=== WHAT TO PRODUCE ===
Write every line out verbatim and omit the pictures.
━━━━━ RECORDS PROVIDED ━━━━━
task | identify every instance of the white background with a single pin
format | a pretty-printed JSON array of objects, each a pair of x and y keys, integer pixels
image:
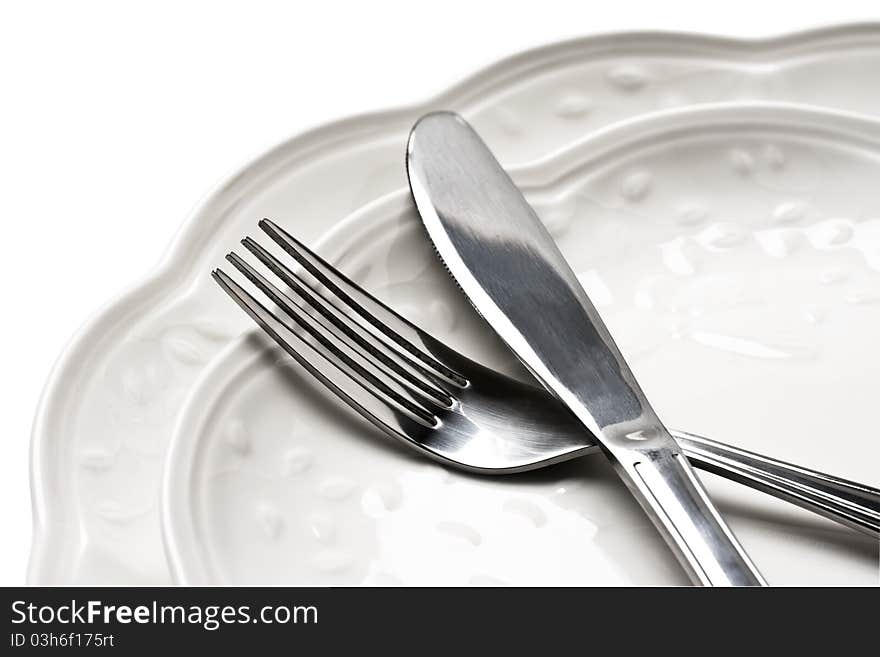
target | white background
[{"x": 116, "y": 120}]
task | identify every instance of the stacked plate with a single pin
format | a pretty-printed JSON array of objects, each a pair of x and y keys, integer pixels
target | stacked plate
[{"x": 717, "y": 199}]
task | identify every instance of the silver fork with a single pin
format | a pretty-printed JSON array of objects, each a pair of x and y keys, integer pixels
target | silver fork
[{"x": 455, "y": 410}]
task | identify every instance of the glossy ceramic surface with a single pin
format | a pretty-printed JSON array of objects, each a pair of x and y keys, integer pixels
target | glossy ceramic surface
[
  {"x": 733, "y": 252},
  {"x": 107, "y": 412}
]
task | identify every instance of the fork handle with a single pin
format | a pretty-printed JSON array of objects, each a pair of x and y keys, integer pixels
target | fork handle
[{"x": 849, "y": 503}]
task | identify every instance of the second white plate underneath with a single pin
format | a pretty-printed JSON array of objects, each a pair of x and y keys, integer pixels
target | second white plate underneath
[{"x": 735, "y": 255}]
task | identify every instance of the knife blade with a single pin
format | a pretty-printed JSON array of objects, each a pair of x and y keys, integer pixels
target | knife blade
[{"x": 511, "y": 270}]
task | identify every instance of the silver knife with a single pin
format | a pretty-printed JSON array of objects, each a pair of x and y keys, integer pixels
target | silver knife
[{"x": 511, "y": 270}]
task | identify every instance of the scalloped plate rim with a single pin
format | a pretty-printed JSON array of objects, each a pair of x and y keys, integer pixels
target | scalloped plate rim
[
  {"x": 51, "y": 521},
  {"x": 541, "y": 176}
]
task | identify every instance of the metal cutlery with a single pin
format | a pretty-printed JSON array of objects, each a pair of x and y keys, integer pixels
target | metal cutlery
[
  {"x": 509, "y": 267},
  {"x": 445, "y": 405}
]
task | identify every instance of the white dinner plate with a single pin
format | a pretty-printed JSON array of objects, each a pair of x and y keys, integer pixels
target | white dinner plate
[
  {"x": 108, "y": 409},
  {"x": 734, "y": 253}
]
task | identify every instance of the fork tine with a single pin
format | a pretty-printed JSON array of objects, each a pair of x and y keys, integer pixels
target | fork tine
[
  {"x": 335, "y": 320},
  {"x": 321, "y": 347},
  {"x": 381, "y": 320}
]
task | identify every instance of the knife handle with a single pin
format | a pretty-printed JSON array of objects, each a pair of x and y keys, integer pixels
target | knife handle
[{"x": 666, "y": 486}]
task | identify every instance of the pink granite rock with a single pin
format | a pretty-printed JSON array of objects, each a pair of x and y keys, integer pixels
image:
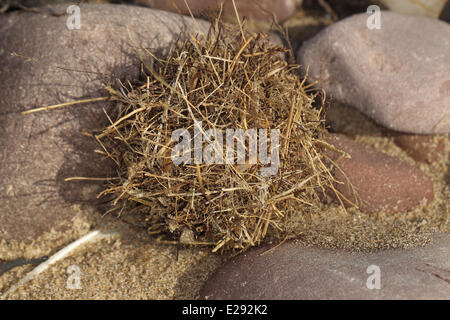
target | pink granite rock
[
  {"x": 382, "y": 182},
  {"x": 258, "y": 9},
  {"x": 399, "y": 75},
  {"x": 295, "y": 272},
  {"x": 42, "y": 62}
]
━━━━━
=== ANSWER TO THIS TASK ===
task | identify every instance of the white background with a single pin
format | a pretty-printed JSON array of objects, each a pair of x and y keys, integer pixels
image:
target | white background
[{"x": 116, "y": 120}]
task | identify every instance of the stacked plate with a single pin
format | a pretty-printed JSON array of objects, each a pair of x and y keys, integer pixels
target | stacked plate
[{"x": 717, "y": 199}]
task | identify every instance of the silver fork with a single pin
format | a pretty-printed JSON array of objects, each a pair of x and y keys, integer pixels
target | silver fork
[{"x": 455, "y": 410}]
task | identify every instance of the glossy ceramic surface with a single pin
format | a pretty-printed JSON array of objects, each a pair of x and y keys, integer pixels
target | glossy ceramic surface
[
  {"x": 733, "y": 252},
  {"x": 107, "y": 412}
]
task | identify every instance of the fork handle with a single pin
format | a pretty-printed JSON array of objects, each a pair of x and y keys, integer pixels
target | fork handle
[{"x": 849, "y": 503}]
task | identify every instance of the second white plate underneath with a single pin
format | a pretty-printed JSON array of objects, each a pair of x and y keys, integer pixels
target | second white plate underneath
[{"x": 735, "y": 255}]
task | identify every instance of the knife blade with a single pin
format | a pretty-printed JSON array of objects, each a pair of x and y keys, integer pixels
target | knife blade
[{"x": 511, "y": 270}]
task | identify every instance of the silver knife with a single pin
format | a pretty-printed JSON array of objects, each a pair of x and y keys, integer pixels
target | silver knife
[{"x": 511, "y": 270}]
task | identify every instance of the scalloped plate rim with a single pin
format | a pretty-printed JSON array of objects, each a pair of x and y keys, integer pixels
target | scalloped plate rim
[
  {"x": 51, "y": 521},
  {"x": 541, "y": 176}
]
task | identify every instance of the metal cutlery with a single pin
format | a pretty-printed JSON array of objects, each a pair of x and y keys, integer pixels
target | metal cutlery
[
  {"x": 509, "y": 267},
  {"x": 445, "y": 405}
]
task | identify every instance of the white dinner plate with a single pin
format | a pretty-printed JSON array of objects, each a pair of x and y keys, integer pixels
target | white dinner plate
[
  {"x": 108, "y": 409},
  {"x": 734, "y": 253}
]
task | identify every instance of the fork tine with a single pin
format | a pretty-printed JSON array of objects, each a pair of x and y keys, integer pixels
target | fork tine
[
  {"x": 335, "y": 320},
  {"x": 321, "y": 347},
  {"x": 381, "y": 320}
]
task | identify every instance of the knife handle with a single pin
format | a pretty-printed JSON array of objects, each a pair of x and y keys, integer pixels
target | knife handle
[{"x": 666, "y": 486}]
task | identify every instance of the pink granite rock with a single pin
format | a pretty-printed JSON array of objects, each a pair of x and y keys, integer pixels
image:
target | pink granite rock
[
  {"x": 382, "y": 182},
  {"x": 258, "y": 9},
  {"x": 399, "y": 75},
  {"x": 295, "y": 272},
  {"x": 42, "y": 62}
]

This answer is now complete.